Assigned task:
Look through the data and write out every line with the word "wooden" in it.
▽
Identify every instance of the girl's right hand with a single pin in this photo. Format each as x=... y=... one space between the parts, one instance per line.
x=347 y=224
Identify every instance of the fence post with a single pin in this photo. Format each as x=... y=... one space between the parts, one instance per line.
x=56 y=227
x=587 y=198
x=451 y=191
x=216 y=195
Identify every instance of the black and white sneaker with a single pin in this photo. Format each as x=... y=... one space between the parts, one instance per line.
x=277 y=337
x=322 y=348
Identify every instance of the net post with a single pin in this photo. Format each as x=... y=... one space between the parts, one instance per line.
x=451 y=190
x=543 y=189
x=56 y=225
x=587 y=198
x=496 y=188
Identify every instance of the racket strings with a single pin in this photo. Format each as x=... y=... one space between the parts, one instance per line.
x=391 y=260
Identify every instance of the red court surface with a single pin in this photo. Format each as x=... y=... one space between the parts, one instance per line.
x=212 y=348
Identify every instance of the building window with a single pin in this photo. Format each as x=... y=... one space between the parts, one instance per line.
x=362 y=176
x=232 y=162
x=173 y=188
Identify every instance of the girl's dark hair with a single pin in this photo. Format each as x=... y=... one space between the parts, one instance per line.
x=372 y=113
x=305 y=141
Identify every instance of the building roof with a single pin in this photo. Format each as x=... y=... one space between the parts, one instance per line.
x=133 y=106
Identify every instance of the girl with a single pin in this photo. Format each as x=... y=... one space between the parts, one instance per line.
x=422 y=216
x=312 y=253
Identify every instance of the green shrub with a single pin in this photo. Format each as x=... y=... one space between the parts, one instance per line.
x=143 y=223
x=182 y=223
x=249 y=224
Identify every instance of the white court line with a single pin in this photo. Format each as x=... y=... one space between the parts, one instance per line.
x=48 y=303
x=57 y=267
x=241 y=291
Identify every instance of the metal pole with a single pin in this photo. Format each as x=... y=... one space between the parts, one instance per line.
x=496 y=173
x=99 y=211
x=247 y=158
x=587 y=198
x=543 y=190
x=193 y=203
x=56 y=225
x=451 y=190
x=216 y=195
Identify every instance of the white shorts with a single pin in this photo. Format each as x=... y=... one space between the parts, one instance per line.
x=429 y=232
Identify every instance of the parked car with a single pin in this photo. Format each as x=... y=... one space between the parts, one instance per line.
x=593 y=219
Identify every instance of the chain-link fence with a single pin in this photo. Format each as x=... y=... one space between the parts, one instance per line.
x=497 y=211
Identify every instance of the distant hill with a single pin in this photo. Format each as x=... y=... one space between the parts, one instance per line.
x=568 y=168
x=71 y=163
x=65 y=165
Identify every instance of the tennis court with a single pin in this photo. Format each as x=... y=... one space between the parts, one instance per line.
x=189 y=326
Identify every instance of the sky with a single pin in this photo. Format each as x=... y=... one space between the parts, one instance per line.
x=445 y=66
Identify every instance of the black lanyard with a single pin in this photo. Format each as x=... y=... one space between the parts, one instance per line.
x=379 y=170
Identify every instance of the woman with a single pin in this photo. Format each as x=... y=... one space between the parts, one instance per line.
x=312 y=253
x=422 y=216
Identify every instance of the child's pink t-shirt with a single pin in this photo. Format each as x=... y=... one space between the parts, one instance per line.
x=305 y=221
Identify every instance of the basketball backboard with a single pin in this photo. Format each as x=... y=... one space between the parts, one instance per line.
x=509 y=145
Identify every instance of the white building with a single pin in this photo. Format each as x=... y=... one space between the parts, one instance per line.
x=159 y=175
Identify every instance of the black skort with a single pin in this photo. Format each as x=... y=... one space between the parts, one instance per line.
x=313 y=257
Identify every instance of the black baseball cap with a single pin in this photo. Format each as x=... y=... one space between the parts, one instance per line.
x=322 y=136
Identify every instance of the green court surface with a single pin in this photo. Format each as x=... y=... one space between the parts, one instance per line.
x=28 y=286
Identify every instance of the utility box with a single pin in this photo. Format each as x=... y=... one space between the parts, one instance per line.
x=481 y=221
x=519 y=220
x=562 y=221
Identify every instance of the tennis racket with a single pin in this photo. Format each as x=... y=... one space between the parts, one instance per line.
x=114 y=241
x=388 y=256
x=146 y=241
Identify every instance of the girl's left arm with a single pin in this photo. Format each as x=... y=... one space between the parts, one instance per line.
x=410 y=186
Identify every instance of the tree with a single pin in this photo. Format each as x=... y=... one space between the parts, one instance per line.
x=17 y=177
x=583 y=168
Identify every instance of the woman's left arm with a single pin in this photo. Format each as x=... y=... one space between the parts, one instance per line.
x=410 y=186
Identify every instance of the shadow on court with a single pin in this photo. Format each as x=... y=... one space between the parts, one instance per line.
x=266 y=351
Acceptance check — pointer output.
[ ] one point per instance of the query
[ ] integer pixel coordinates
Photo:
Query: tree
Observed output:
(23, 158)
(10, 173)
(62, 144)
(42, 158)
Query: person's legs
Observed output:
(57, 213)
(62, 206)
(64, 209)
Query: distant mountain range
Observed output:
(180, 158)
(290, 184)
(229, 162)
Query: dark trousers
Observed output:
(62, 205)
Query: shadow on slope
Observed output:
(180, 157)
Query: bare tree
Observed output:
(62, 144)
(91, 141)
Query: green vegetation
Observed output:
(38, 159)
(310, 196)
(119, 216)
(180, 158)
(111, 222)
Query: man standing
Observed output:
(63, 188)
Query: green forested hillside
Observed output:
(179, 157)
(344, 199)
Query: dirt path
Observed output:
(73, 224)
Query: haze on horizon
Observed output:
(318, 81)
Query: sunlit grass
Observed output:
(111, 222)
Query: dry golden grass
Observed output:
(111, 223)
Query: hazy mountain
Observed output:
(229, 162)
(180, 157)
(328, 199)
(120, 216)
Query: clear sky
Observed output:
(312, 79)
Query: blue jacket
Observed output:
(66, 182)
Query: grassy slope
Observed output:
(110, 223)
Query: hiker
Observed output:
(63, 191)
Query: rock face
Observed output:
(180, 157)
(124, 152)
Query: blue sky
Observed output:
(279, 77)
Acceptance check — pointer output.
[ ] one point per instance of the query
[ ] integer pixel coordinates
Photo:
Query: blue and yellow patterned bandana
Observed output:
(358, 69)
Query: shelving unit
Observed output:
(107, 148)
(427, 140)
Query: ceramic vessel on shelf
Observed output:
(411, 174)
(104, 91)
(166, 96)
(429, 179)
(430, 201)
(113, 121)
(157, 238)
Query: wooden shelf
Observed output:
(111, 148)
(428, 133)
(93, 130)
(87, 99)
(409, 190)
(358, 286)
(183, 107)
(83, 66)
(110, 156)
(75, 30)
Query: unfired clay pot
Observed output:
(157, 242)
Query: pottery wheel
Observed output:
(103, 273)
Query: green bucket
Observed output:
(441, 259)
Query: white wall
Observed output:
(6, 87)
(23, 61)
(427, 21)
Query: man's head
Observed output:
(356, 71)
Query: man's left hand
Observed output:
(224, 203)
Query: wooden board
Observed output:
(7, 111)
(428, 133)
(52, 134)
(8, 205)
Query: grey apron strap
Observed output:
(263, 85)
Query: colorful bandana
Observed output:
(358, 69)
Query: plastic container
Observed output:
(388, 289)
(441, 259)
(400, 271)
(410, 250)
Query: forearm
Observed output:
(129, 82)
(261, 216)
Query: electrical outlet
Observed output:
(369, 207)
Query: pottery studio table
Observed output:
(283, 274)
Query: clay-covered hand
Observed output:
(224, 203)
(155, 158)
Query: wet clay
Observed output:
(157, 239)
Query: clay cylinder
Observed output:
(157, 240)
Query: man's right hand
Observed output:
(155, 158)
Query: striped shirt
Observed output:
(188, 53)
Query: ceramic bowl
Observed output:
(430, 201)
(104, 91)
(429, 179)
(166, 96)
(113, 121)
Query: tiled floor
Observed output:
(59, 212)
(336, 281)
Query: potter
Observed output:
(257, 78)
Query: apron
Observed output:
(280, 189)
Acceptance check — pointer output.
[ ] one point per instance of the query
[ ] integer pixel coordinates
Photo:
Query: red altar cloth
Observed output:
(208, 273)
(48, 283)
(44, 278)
△
Finished exercise:
Query: wooden shelf
Query: wooden board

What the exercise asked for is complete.